### Directions for this task
Convert every line of the listing below into a JSON list of strings, one string per line, skipping blank lines and leaving out the pictures.

### Task input

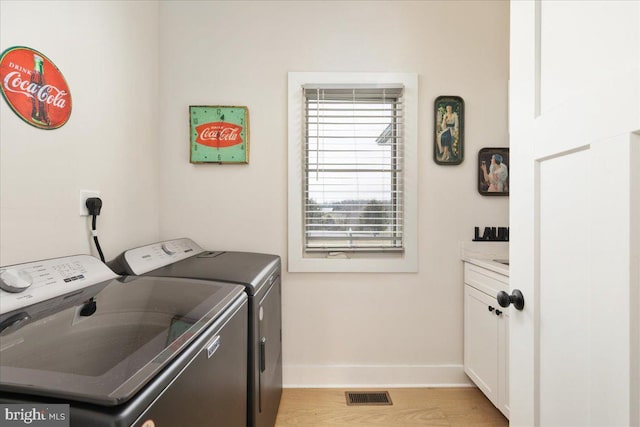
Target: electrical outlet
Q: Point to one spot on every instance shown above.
(84, 195)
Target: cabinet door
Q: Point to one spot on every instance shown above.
(481, 341)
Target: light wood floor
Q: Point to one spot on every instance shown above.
(459, 407)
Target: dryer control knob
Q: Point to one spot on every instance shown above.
(15, 280)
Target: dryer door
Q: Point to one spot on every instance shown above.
(270, 356)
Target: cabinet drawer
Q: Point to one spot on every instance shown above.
(484, 280)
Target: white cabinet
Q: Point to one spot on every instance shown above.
(486, 332)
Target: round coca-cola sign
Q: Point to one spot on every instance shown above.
(34, 88)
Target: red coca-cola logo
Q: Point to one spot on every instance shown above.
(219, 134)
(34, 88)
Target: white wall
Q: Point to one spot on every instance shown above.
(108, 53)
(338, 328)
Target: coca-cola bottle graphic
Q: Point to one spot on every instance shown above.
(39, 107)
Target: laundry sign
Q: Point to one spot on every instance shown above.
(34, 88)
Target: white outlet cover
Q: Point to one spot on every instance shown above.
(84, 195)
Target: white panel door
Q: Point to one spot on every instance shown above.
(574, 348)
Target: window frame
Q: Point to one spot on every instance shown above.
(298, 259)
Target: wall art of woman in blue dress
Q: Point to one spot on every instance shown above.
(448, 132)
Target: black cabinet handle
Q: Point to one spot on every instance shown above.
(516, 298)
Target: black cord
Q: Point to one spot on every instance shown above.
(95, 238)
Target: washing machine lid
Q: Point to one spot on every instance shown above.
(185, 258)
(244, 268)
(104, 342)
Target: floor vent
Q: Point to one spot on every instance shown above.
(358, 398)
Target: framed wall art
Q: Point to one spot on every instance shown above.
(448, 145)
(219, 134)
(493, 171)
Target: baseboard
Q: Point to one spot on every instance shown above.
(337, 376)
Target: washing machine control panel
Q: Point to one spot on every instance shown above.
(25, 284)
(147, 258)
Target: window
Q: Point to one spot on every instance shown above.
(352, 160)
(352, 172)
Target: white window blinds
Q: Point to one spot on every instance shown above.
(353, 168)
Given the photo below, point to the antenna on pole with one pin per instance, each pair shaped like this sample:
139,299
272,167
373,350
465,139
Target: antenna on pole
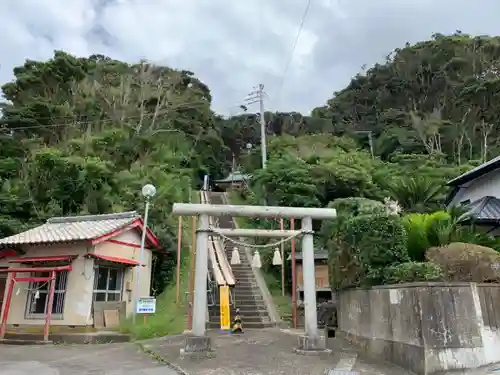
257,96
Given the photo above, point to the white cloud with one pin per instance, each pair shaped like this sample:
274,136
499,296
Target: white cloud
234,45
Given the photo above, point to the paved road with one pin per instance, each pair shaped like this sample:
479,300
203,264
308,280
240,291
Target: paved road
110,359
266,352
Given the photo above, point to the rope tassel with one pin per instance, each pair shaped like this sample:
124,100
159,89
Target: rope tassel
277,258
256,263
235,257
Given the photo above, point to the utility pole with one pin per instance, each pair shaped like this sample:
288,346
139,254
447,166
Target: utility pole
258,96
370,140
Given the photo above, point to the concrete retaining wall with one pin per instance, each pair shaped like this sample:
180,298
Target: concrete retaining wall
426,328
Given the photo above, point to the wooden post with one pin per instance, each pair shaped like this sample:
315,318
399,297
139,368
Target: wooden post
294,279
191,280
178,275
50,302
282,227
6,305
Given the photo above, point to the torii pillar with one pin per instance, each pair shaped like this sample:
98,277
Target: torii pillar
311,341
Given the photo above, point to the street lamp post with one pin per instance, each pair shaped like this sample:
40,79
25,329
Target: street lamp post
148,192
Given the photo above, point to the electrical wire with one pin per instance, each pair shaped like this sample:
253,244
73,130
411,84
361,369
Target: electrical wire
292,53
93,121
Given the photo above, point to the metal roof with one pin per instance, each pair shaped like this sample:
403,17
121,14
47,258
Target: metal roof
72,228
477,172
484,209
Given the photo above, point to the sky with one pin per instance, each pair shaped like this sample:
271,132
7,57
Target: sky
232,46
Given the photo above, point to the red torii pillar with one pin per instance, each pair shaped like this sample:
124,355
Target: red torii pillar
12,283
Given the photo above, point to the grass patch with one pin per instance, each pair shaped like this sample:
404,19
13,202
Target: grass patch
170,318
283,303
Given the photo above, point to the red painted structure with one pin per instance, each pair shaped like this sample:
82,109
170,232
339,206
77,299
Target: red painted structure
137,224
12,283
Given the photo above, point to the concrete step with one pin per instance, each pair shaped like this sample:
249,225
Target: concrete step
249,325
258,305
240,300
246,310
247,319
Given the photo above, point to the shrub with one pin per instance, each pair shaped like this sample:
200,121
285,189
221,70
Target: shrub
357,206
346,209
412,272
466,262
363,247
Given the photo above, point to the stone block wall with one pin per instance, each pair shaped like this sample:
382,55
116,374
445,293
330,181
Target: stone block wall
426,328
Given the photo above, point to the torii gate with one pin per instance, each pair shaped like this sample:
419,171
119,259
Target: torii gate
198,342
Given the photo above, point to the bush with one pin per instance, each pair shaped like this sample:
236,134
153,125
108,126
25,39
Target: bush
346,209
409,272
357,206
466,262
363,247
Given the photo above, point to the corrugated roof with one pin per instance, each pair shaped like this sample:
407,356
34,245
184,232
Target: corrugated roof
72,228
477,172
486,208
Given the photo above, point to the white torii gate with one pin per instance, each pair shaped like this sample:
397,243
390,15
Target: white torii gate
199,342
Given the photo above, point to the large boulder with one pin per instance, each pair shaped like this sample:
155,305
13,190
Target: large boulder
466,262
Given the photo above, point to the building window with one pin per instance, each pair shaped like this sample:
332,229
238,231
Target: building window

### Output of the exercise
[
  "Target: electrical outlet",
  "Q: Point to one spot on every instance shown above.",
  "(84, 195)",
  "Target: cabinet door",
  "Q: Point to one spot on every instance shown above.",
  "(481, 341)",
  "Target: light wood floor",
  "Q: Point to one spot on every instance shown above.",
  "(459, 407)",
  "Target: dryer control knob",
  "Q: Point to one spot on every instance shown above.",
  "(15, 280)",
  "Target: dryer door",
  "Q: Point to one spot on every instance shown above.",
  "(270, 356)",
  "Target: cabinet drawer",
  "Q: Point to one spot on every instance shown above.",
  "(484, 280)",
  "Target: white cabinet",
  "Q: Point to one spot on every instance shown above.",
  "(486, 332)",
  "Target: round coca-cola sign",
  "Q: Point to one spot on every instance shown above.",
  "(34, 88)",
  "Target: red coca-cola logo",
  "Q: Point to one spot on every instance shown above.",
  "(219, 134)",
  "(34, 88)",
  "Target: white wall",
  "Q: Point to one spot on every instance shown above.",
  "(108, 53)",
  "(338, 328)",
  "Target: coca-cola bottle graphic",
  "Q: Point to one spot on every instance shown above.",
  "(39, 107)",
  "Target: laundry sign",
  "Q: Point to one spot on every instance shown above.",
  "(34, 88)",
  "Target: white outlet cover",
  "Q: Point to one spot on every instance shown above.",
  "(84, 195)",
  "Target: white panel door",
  "Q: Point to one spot on every instance shown above.",
  "(574, 348)",
  "Target: window frame",
  "Q: Point to one spot on every instance shown above.",
  "(298, 259)",
  "Target: wall art of woman in blue dress",
  "Q: Point to one spot on every instance shown above.",
  "(448, 132)",
  "Target: black cabinet handle",
  "Q: Point to one spot on every instance shown above.",
  "(516, 298)",
  "Target: black cord",
  "Q: Point to one spot on every instance shown above.",
  "(95, 238)",
  "Target: washing machine lid",
  "Q: Point to one spot on every instance shown above.",
  "(185, 258)",
  "(244, 268)",
  "(104, 342)",
  "Target: floor vent",
  "Q: Point to one spot on every instance shown above.",
  "(358, 398)",
  "Target: framed wall art",
  "Q: Point to one spot on every instance shown above.",
  "(448, 145)",
  "(219, 134)",
  "(493, 171)",
  "Target: baseboard",
  "Q: Point to one spot on every instance shown above.",
  "(337, 376)",
  "Target: washing machine control panel",
  "Q: Point to one spot on every instance shown above.",
  "(25, 284)",
  "(147, 258)",
  "Target: window",
  "Q: Point to one spot on every instance shown above.",
  "(352, 160)",
  "(352, 172)",
  "Target: white window blinds",
  "Q: Point to one spot on every instance shown above.",
  "(353, 168)",
  "Given the photo below, point to the antenna on pole with one pin per instance, each pair shaped like this sample:",
  "139,299",
  "272,167",
  "373,350",
  "465,139",
  "Target: antenna on pole",
  "257,96",
  "Given the photo above, point to the white cloud with one pin per instance, each pair shaped like this sample:",
  "274,136",
  "499,296",
  "Target: white cloud",
  "234,45",
  "Given the photo above, point to the paved road with one pin per instance, each pair shaped like this sample:",
  "479,300",
  "203,264",
  "308,280",
  "240,291",
  "Target: paved road",
  "110,359",
  "266,352",
  "Given the photo above, point to the rope tassel with one pin per instance, each pair shaped like this sample:",
  "124,100",
  "159,89",
  "Target: rope tassel",
  "277,258",
  "256,263",
  "235,257",
  "Given the photo above, point to the utility pole with one pin per instance, each pair shaped like this sample:",
  "288,346",
  "139,254",
  "447,166",
  "Target: utility pole",
  "258,96",
  "370,140",
  "Given the photo above, point to the concrete retaining wall with one pin per instance, each pair shaped like this sample:",
  "180,298",
  "Target: concrete retaining wall",
  "426,328",
  "Given the photo above, point to the wooden post with one pin per instance, each pair shaped like this sample:",
  "315,318",
  "399,297",
  "139,368",
  "Target: wooden post",
  "294,279",
  "191,280",
  "178,275",
  "50,302",
  "282,227",
  "6,305",
  "Given the photo above, point to the torii pillar with one pin per instance, each pair shaped like this sample:",
  "98,277",
  "Target: torii pillar",
  "311,341",
  "Given the photo above, point to the street lamp post with one pin per instance, each pair shaped like this sample:",
  "40,79",
  "25,329",
  "Target: street lamp post",
  "148,192",
  "Given the photo above, point to the electrical wire with one pin per instance, each pair shaped like this sample:",
  "253,244",
  "73,130",
  "411,84",
  "361,369",
  "Target: electrical wire",
  "292,53",
  "93,121",
  "Given the photo above, point to the metal roof with one pin per instance, each pair shaped like this sample:",
  "403,17",
  "121,14",
  "47,258",
  "Target: metal roof",
  "72,228",
  "477,172",
  "484,209",
  "Given the photo above, point to the sky with one pin per instance, each pair shaped like this sample:",
  "271,132",
  "7,57",
  "Target: sky",
  "232,46",
  "Given the photo above, point to the red torii pillar with one pin per instance, each pair shaped like this sample:",
  "124,355",
  "Target: red torii pillar",
  "12,283",
  "Given the photo above, point to the grass patch with one pin per instance, each pair shaped like this sample:",
  "404,19",
  "13,202",
  "Target: grass patch",
  "170,318",
  "283,303",
  "Given the photo above, point to the red painted structure with one pin per instance, each pair shaped like this sample:",
  "82,109",
  "170,232",
  "339,206",
  "77,299",
  "Target: red painted structure",
  "137,224",
  "12,283",
  "Given the photo above, point to the concrete step with one pin per instance, each pair shaped like this sample:",
  "249,225",
  "Target: concrete step",
  "249,325",
  "258,305",
  "240,300",
  "246,310",
  "247,319",
  "Given the photo above, point to the shrub with one pin per instance, each pair shaped like this sample:",
  "200,121",
  "285,189",
  "221,70",
  "Target: shrub",
  "357,206",
  "346,209",
  "412,272",
  "466,262",
  "363,247",
  "Given the photo above, point to the stone block wall with one pin per instance, each pair shaped like this sample:",
  "382,55",
  "116,374",
  "445,293",
  "330,181",
  "Target: stone block wall",
  "426,328",
  "Given the photo above, point to the torii gate with one pin per instance, each pair shaped like this sample:",
  "419,171",
  "119,259",
  "Target: torii gate",
  "198,342",
  "Given the photo above, point to the bush with one pin per instance, each pair shaped like this sample:",
  "236,134",
  "153,125",
  "108,126",
  "25,39",
  "Target: bush",
  "346,209",
  "409,272",
  "357,206",
  "466,262",
  "363,247",
  "Given the photo above, point to the corrugated roof with one pin per instance, each pair shaped like this sample:",
  "407,356",
  "34,245",
  "184,232",
  "Target: corrugated roof",
  "72,228",
  "477,172",
  "486,208",
  "Given the photo above, point to the white torii gate with one pin per instance, each pair shaped like this sample:",
  "397,243",
  "390,15",
  "Target: white torii gate",
  "199,342",
  "Given the photo above, point to the large boulder with one pin per instance, each pair shaped like this sample:",
  "155,305",
  "13,190",
  "Target: large boulder",
  "466,262",
  "Given the photo above, point to the building window with one pin per instance, each pair shaped like this sample:",
  "332,229",
  "238,231",
  "Target: building window"
]